Task material:
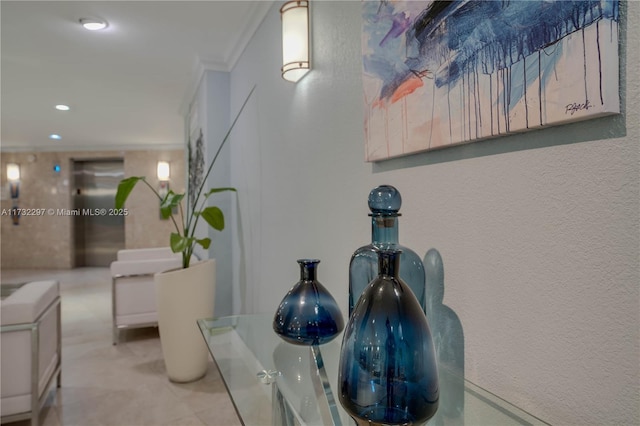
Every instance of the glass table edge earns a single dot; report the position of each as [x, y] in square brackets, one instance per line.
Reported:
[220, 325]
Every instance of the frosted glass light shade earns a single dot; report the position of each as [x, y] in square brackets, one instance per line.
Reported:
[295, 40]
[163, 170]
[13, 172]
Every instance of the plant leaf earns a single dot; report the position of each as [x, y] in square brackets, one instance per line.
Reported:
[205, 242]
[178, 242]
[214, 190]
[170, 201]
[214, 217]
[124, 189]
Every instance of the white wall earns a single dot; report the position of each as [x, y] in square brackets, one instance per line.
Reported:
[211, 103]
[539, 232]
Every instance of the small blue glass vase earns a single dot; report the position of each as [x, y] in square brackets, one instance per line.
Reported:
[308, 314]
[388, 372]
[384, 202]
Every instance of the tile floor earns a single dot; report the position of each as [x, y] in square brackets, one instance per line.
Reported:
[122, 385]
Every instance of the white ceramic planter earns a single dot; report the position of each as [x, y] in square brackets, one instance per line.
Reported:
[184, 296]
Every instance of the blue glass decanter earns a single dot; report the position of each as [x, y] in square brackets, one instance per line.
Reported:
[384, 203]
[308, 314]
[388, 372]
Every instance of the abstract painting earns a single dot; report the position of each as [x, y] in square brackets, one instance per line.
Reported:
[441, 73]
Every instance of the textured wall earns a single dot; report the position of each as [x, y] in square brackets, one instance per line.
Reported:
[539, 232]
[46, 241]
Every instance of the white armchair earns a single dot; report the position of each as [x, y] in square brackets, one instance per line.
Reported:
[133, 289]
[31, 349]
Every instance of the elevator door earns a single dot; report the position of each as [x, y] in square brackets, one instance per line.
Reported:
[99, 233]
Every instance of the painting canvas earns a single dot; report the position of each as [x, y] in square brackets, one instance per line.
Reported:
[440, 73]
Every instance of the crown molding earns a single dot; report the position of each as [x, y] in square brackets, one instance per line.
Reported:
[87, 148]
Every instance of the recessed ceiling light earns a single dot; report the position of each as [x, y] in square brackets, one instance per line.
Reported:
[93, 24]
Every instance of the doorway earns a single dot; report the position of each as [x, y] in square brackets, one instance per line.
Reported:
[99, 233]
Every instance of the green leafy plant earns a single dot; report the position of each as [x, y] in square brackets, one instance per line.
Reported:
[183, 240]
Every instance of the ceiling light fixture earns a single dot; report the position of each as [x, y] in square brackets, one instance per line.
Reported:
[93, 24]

Task statement:
Each line of the data is to be duplicated exactly; pictures stay out of the copy.

Response to this exercise:
Every instance of the glass table edge earns a single dot; report the position of each as [x, y] in square brackets, one instance per line.
Reported:
[220, 325]
Every instance of the frosted glass light shade earns a single dot; report the position of each as [x, y] in square brackets, one instance per line.
Reported:
[295, 40]
[163, 170]
[13, 172]
Every instance of the plant leaf earns a single dot; report the position of each as [x, y] in square brackets, one instance per line.
Reported:
[205, 242]
[178, 242]
[214, 190]
[170, 201]
[214, 217]
[124, 189]
Every instance of the white wall earns a single dot; report the position of each as [x, y] in square brackets, one instance per line.
Reported:
[211, 103]
[539, 232]
Every instance of the small blue glass vase earns a single dot; report the position of each as [x, y] in square brackets, one instance per line.
Reported:
[308, 314]
[388, 372]
[384, 202]
Every instance of the tile floor earns a single dot; report the position of each as [x, y] in square brackets, one instance per line.
Reported:
[122, 385]
Every instance of the white ceramic planter earns a single dot; report the position of each as [x, y] in square brackets, one instance per line.
Reported:
[184, 296]
Every instance of the blue glass decanter earns a single dot; report the position of each as [x, y] in square brackets, one instance per line.
Reported:
[384, 203]
[308, 314]
[388, 372]
Every instance of the abstract painting earns a single dot; report the position of each as [x, y] in square brackets, one instance per line.
Reported:
[441, 73]
Every instance of the textured wall earns a single dot; report the position of each as [x, y] in square brackets, one instance per line.
Reported:
[539, 232]
[46, 241]
Every instance of the white armchair earns a single dot; report the position of each as [x, y] in square brackets, one instance per line.
Reported:
[133, 289]
[31, 349]
Every instance of the elevator door earns a single dot; report the position of each as [x, y] in square brackets, one instance per line.
Reported:
[99, 233]
Every instance of the painting canvas earns a single dot; report the position of each as [x, y] in square brackets, one instance per line.
Reported:
[440, 73]
Every instance of the crown molding earns a single dot; report the position of each as [x, y] in square brackets, one instance per line.
Reported:
[87, 148]
Every instance of the recessed ceiling light earns a single dot; report the position of each as [x, y] in square brackets, one instance per line.
Reported:
[93, 24]
Every instance of the doorway earns a single dot; report the position of each as [x, y] in square brackets, one instance per line.
Reported:
[99, 233]
Every instance of the green leafy plant earns a single dot; report the position of each as [x, y] in square brackets, one instance per line.
Reported:
[183, 240]
Every instance of the ceiling light fixture earns a single dot; report the position of each as [x, y] in square brackets, one instance per line.
Reported:
[93, 24]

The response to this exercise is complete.